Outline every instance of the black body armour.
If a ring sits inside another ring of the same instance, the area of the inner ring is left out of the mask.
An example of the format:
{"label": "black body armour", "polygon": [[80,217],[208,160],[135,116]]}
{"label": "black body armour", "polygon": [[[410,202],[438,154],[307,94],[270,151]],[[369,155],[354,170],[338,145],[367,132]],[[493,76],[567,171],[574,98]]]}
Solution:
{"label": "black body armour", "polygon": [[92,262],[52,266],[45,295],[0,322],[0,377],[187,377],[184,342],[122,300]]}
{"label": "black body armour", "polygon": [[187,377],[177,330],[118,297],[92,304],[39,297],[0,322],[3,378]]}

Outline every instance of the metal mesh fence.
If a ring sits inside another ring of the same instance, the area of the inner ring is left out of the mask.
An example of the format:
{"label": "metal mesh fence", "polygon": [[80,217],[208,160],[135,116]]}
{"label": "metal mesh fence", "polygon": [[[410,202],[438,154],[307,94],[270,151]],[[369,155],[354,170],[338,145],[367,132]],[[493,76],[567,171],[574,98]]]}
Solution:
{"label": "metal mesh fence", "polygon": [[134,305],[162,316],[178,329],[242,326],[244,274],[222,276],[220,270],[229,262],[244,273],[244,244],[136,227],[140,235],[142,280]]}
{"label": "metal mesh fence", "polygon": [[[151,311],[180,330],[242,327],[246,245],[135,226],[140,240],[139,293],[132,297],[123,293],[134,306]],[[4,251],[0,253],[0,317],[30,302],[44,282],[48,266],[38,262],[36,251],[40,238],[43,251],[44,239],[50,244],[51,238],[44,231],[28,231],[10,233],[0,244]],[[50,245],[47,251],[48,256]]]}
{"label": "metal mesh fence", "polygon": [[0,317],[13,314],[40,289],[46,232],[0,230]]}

__________________________________________________

● **CEL ZADANIA**
Zamień w całym powyższym materiale każde wystąpienie „instance” na „object” i przepisz ten materiał, nie zmieniając niczego więcej.

● **OCZEKIWANA ODPOWIEDŹ**
Outline every object of the black body armour.
If a ring sits inside another ring of the same object, the area of the inner ring is left out of the mask.
An example of the format:
{"label": "black body armour", "polygon": [[80,217],[208,160],[135,116]]}
{"label": "black body armour", "polygon": [[[410,202],[438,154],[307,94],[270,151]],[[369,155],[354,170],[338,145],[367,132]],[[493,76],[567,171],[574,98]]]}
Solution:
{"label": "black body armour", "polygon": [[92,262],[52,266],[45,295],[0,322],[0,377],[187,377],[184,342],[122,300]]}
{"label": "black body armour", "polygon": [[187,377],[177,330],[118,297],[92,304],[39,297],[0,322],[3,378]]}

Outline every object of the metal mesh fence.
If a ring sits inside another ring of the same object, the area of the inner ring is left out of the mask.
An example of the format:
{"label": "metal mesh fence", "polygon": [[80,217],[208,160],[135,116]]}
{"label": "metal mesh fence", "polygon": [[[410,202],[438,154],[307,94],[270,151]],[[369,155],[354,170],[338,145],[367,132]],[[493,76],[567,171],[574,98]]]}
Solution:
{"label": "metal mesh fence", "polygon": [[134,305],[162,316],[178,329],[242,326],[244,274],[222,276],[220,270],[229,262],[244,273],[244,244],[136,227],[140,235],[142,280]]}
{"label": "metal mesh fence", "polygon": [[[151,311],[180,330],[242,327],[246,245],[135,226],[140,240],[139,293],[132,297],[123,293],[134,306]],[[4,251],[0,253],[0,317],[30,302],[44,282],[48,266],[38,262],[36,251],[40,238],[43,251],[44,239],[50,244],[51,238],[44,231],[28,231],[10,233],[0,244]],[[50,245],[47,251],[48,256]]]}
{"label": "metal mesh fence", "polygon": [[0,317],[13,314],[40,289],[46,232],[0,230]]}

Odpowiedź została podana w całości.